BEGIN The data

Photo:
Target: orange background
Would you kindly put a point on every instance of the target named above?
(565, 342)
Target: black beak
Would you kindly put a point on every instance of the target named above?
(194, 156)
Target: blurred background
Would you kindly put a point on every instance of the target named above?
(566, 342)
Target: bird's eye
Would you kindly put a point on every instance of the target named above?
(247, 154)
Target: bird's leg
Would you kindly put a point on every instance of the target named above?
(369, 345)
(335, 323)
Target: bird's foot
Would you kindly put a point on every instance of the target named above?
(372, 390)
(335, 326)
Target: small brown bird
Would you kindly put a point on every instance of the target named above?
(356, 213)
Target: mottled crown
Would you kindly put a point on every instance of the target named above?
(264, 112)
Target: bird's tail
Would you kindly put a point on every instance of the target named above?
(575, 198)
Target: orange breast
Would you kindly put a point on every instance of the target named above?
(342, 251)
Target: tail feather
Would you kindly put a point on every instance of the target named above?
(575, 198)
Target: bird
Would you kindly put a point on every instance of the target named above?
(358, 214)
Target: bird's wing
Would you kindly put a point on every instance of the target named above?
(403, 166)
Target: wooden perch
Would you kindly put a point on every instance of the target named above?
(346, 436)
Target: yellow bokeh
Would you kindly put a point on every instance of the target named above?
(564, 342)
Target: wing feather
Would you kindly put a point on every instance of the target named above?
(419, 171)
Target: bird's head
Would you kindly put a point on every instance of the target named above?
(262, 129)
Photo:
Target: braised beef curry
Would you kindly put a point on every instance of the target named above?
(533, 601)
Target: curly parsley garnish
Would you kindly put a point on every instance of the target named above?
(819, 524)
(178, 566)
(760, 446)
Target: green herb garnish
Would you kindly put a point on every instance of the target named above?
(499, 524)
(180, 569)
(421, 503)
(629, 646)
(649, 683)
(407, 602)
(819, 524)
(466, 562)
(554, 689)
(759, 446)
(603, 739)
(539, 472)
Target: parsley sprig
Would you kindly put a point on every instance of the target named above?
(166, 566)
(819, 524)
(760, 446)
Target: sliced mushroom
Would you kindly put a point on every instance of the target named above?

END The data

**What is required**: Wherever the word "wing" appears in the entries above, copy that whole line.

**Reply**:
Target: bird's wing
Target: wing feather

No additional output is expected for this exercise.